━━ 閱讀文段 ━━

黑格爾說:「藝術應該也最終會走向哲學,真正的藝術家應該是哲學家。」用這句話來概括馬格利特,一點也不多,一點也不少。馬格利特用冷峻地目光審視表象世界,採用繪畫的手段表達理性世界的哲學思考。
杜尚《泉》1917
藝術家源於這個時代,卻又超越這個時代。1917年杜尚的小便池(藝術品《泉》)被沙龍拒絕。1927年,馬格利特在布魯塞爾舉辦的個展遭遇大量惡評。歷史總是驚人的相似。被公眾嘲笑的杜尚宣告了繪畫已死,改變了整個藝術史的未來走向。被公眾「驅逐」的馬格利特宣告哲學侵入繪畫,成為當代藝術衍生、發展的源流。
超現實主義團體合影 前排左二 布勒東
布魯塞爾畫展失敗後,他決定遷居藝術中心巴黎。此時,巴黎的超現實主義運動在布勒東等人的推動下正進入全盛時期。在運動的浪潮下,馬格利特加入了超現實主義團體,成為走在時代前列的藝術先鋒。

━━━

▶ **練習**
根據上面的閱讀文段,布魯塞爾畫展失敗後,馬格利特決定遷居到哪裡?

━━ 練習資料 ━━

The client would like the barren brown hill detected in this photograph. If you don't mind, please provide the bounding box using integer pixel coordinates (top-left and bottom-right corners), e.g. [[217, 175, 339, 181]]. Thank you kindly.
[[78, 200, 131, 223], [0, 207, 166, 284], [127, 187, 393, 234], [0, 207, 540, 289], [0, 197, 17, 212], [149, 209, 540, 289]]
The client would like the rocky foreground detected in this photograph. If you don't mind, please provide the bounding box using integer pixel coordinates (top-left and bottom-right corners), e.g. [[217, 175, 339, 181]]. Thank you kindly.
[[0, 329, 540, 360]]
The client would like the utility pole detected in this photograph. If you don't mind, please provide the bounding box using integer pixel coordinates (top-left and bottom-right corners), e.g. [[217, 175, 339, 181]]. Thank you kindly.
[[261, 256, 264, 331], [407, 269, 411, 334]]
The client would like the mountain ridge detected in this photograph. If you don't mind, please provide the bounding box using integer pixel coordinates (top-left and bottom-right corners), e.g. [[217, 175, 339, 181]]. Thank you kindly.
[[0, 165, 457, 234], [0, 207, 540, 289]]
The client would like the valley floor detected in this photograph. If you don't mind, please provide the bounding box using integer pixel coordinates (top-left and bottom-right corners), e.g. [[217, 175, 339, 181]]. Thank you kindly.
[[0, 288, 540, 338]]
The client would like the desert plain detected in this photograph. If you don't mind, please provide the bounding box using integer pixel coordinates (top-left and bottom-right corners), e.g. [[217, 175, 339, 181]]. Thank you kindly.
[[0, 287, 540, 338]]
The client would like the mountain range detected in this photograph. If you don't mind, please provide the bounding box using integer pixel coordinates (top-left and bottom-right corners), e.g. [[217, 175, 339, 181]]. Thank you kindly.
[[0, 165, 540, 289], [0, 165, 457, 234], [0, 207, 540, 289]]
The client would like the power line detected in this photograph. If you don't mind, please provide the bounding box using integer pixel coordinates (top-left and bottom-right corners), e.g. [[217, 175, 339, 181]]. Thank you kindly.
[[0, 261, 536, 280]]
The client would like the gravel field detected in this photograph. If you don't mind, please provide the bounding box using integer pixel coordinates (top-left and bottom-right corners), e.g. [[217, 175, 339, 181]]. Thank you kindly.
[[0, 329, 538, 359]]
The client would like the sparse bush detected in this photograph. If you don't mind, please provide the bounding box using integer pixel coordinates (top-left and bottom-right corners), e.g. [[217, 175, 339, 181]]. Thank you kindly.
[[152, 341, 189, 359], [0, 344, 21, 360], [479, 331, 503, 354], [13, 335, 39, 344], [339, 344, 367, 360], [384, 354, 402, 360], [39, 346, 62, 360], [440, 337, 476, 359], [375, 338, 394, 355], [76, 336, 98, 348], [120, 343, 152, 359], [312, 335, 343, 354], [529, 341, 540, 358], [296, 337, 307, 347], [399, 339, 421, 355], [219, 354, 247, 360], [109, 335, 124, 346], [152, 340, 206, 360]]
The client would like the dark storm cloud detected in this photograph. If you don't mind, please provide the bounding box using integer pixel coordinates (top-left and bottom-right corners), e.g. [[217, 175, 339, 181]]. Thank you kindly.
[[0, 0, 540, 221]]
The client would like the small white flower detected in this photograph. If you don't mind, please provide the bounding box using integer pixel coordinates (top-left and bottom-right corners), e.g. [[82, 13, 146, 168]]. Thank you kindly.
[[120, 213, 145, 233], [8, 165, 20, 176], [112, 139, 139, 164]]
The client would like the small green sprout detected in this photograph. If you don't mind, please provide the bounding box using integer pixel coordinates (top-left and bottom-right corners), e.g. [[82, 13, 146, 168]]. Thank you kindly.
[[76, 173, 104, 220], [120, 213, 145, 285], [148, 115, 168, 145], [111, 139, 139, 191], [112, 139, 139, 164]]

━━━

▶ **練習解答**
藝術中心巴黎。